*EXERCISE BRIEF*:
What do these questions ask about the commentary on Aliza Shvarts's piece?
1. If personhood began at fertilization, how many "people" does the writer say she would have killed in her adult life?
2. According to the writer, what determines the reaction: a medical judgment or a moral one?
3. How many days of agonizing over the controversy passed before the point hit home for the writer?

*TEXT UNDER STUDY*:
━━━━━━━━━━━━━━━━

I sat on my rigid, anti-what-she-did opinion for a while, and then I felt it ... strangely... melt away. Because what Aliza did or didn't do was exactly the point of her piece. Anti-choicers have argued, for long while, that conception begins at fertilization as opposed to implantation. This concept strikes many (myself included) as absurd - eggs are commonly fertilized and then lost in menstrual fluid. It's quite a normal process, and if indeed personhood begins at fertilization, I will have killed somewhere nearing 70 "people" in my adult, female, menstruating life. When we all thought that Aliza became pregnant and aborted those pregnancies, it was horrifying. When we realized that it was just normal menstruation that she chose to make into an attention grabbing piece of art, we rolled our eyes and turned our backs.

Yet what's the real difference? Why is it different for a sexually active woman on the pill to routinely engage in sex and have a fertilized, non-implanted egg go down the toilet every month, and for an art student to engage in the same act (minus the romance) and pretend that some herbal remedy (as opposed to the pill) was involved?

The difference is that it is a moral judgment, not a medical one, which determines the reaction. As a sexually active woman on the pill, I am no different than Aliza Shvarts. She could have yelled this fact on the top of her lungs and I never would have heard it - but 4 days of agonizing over this controversy, and it finally just hit home in a rather satisfying and permanent way. Aliza couldn't have said what she wanted to say. She needed to do what she did and allow other people to say it, personally, individually, publicly, softly and loudly to each other. She needed to do what she did to allow people to come to their own conclusions.

━━━━━━━━━━━━━━━━

*RECORD EXTRACTS*:
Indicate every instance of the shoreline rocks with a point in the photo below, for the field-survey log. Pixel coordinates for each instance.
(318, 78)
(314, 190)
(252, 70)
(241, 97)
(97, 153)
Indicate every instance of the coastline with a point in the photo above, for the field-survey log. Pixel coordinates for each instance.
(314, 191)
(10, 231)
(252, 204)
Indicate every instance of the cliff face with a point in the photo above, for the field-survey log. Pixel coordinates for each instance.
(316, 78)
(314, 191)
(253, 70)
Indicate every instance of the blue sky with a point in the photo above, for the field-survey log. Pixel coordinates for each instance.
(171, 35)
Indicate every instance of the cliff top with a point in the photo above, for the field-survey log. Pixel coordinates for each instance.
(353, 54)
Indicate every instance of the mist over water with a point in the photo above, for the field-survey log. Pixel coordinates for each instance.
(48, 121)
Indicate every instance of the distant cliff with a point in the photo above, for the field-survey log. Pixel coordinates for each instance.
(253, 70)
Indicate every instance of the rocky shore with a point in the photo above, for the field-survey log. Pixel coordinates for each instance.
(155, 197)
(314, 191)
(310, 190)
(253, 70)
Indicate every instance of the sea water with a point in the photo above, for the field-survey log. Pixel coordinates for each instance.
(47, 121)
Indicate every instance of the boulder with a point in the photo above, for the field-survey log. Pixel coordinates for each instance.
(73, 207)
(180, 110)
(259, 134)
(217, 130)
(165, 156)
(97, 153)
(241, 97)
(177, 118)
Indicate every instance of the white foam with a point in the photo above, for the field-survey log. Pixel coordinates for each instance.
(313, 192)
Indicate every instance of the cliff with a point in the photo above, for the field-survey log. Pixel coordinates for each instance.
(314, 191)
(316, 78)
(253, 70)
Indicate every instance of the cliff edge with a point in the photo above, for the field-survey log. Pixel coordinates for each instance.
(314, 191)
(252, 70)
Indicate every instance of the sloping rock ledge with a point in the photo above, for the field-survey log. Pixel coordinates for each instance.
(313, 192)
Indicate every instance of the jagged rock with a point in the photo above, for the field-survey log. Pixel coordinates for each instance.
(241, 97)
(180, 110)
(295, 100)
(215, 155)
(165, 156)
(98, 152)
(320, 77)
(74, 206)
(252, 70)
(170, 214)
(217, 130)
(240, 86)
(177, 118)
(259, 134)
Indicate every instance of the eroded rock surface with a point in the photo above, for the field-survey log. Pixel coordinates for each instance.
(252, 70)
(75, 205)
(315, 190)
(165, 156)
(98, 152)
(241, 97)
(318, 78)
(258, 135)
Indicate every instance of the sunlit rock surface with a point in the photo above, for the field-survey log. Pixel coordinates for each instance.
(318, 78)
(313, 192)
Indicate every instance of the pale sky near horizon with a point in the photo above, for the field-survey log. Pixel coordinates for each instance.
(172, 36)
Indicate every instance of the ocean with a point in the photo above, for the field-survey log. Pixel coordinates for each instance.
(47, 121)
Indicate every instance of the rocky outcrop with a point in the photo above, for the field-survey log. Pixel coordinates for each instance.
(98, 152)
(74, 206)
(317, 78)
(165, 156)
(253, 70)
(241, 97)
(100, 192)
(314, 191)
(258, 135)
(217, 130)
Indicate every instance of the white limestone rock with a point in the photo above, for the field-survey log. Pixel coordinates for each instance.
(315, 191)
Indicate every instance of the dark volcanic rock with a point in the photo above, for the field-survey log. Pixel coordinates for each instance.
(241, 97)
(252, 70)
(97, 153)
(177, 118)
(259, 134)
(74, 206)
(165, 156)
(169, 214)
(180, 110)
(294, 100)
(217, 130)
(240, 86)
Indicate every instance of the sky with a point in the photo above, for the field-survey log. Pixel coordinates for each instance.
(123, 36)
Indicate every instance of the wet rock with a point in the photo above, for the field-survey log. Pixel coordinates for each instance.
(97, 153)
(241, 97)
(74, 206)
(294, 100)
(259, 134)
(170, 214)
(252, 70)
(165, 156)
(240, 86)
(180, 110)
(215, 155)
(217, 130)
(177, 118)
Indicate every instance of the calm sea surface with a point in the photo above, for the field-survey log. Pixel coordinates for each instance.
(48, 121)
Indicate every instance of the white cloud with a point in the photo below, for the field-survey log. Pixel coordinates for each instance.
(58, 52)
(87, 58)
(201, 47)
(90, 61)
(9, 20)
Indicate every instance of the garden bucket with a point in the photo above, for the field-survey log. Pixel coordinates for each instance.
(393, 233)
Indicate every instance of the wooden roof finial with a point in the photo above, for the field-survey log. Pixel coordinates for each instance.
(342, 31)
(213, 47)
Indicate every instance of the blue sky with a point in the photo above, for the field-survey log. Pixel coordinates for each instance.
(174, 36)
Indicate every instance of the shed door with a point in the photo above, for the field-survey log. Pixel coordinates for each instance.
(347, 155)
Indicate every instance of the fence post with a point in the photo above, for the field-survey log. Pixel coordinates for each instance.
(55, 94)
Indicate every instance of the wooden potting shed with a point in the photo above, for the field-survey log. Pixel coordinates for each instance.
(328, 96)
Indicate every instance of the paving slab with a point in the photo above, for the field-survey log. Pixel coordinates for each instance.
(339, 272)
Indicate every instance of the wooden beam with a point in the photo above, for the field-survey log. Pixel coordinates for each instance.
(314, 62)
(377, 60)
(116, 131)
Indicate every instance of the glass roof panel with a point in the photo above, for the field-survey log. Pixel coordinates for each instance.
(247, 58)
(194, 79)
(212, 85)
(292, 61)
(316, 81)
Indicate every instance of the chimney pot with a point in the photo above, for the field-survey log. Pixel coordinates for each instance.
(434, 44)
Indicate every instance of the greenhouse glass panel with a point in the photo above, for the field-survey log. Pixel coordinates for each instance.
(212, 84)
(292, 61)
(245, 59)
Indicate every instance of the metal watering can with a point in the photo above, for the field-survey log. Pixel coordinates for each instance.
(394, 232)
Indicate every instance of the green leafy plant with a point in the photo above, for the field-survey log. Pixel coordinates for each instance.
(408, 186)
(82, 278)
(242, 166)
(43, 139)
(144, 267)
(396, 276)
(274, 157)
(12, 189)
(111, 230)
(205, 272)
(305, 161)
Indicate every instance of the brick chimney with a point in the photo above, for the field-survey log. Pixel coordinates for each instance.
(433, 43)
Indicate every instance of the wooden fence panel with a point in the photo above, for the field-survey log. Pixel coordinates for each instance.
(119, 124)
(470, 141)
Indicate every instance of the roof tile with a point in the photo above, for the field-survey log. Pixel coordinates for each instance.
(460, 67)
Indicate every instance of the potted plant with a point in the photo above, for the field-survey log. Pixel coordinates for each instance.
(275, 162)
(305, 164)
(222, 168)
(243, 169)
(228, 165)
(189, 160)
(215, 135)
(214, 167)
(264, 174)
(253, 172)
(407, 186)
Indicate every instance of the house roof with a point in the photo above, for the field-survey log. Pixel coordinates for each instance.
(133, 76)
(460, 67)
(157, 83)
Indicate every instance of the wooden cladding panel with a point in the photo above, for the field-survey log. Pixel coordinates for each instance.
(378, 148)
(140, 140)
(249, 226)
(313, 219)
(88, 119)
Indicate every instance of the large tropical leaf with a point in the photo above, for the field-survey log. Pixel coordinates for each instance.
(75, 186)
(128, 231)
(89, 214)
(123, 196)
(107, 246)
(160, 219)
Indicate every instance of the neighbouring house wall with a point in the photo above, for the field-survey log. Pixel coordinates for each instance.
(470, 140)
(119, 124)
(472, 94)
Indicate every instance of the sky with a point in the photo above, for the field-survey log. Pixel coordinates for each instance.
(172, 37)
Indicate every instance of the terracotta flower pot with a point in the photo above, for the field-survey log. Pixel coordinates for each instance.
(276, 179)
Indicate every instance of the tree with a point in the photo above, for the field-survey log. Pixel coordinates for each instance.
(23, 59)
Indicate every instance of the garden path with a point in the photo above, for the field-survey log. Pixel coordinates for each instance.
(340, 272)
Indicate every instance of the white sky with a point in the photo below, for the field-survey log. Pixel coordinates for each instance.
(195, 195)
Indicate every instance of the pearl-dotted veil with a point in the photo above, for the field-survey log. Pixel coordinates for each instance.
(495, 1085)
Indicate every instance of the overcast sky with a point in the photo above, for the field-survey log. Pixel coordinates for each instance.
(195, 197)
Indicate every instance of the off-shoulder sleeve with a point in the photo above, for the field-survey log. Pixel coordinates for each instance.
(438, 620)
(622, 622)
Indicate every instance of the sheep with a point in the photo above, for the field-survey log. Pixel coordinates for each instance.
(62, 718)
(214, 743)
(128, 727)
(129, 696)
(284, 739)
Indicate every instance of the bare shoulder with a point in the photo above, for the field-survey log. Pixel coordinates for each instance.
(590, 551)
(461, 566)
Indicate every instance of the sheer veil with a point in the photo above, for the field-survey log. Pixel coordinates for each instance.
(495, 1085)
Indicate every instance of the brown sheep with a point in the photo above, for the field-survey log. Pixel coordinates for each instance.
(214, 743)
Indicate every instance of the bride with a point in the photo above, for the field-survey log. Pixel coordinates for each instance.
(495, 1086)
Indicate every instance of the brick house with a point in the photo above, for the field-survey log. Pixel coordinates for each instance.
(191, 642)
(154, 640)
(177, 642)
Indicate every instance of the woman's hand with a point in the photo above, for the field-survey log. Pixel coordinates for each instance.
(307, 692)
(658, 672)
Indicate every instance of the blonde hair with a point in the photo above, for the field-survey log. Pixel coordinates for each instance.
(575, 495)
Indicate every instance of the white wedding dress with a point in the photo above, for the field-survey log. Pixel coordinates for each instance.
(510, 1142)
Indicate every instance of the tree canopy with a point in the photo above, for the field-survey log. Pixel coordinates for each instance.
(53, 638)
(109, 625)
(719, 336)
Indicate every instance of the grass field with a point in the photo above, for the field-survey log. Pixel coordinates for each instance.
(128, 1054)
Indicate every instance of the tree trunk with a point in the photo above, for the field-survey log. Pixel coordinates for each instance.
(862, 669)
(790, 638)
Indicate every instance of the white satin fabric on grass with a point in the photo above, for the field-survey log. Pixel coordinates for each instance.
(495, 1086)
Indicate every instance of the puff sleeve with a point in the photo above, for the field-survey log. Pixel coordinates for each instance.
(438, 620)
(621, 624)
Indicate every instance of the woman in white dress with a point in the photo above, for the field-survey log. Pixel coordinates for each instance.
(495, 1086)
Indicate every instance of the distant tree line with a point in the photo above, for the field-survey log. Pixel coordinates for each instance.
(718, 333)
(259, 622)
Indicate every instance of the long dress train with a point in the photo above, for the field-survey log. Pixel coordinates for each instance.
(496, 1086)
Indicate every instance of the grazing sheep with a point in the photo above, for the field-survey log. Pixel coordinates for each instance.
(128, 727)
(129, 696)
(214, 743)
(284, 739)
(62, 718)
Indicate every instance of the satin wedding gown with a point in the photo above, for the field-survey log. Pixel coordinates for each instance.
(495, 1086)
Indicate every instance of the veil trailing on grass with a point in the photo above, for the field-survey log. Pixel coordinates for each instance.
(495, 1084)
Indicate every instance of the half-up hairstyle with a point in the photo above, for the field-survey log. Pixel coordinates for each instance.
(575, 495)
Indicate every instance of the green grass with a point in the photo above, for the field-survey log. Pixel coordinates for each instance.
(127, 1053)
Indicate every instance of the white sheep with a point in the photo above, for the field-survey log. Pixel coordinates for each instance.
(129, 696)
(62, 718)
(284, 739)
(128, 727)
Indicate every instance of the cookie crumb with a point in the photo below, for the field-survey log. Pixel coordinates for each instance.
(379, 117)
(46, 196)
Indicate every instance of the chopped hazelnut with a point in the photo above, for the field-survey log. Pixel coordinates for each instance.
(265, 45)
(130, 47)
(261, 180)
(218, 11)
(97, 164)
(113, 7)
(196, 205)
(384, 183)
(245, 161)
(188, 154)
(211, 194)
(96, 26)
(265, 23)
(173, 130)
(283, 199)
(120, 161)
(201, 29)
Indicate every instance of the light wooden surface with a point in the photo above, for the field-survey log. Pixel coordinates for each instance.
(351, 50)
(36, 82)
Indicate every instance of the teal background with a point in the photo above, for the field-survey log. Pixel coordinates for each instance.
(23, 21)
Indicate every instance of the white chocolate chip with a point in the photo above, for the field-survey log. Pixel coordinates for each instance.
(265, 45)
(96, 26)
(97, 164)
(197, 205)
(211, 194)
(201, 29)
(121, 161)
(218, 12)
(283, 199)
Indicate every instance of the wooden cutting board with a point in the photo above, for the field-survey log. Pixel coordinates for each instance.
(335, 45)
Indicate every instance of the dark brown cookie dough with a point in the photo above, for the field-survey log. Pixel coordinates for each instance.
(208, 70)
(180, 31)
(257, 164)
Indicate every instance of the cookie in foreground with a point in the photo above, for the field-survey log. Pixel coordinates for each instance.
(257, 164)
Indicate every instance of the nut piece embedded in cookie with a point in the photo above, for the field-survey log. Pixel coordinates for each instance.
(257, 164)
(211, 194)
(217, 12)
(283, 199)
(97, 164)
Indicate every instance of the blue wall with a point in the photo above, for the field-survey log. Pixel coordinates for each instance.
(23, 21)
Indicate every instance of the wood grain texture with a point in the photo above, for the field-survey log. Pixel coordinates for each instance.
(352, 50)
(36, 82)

━━━━━━━━━━━━━━━━

*RESULT*:
1. Somewhere nearing 70.
2. A moral judgment, not a medical one.
3. 4 days.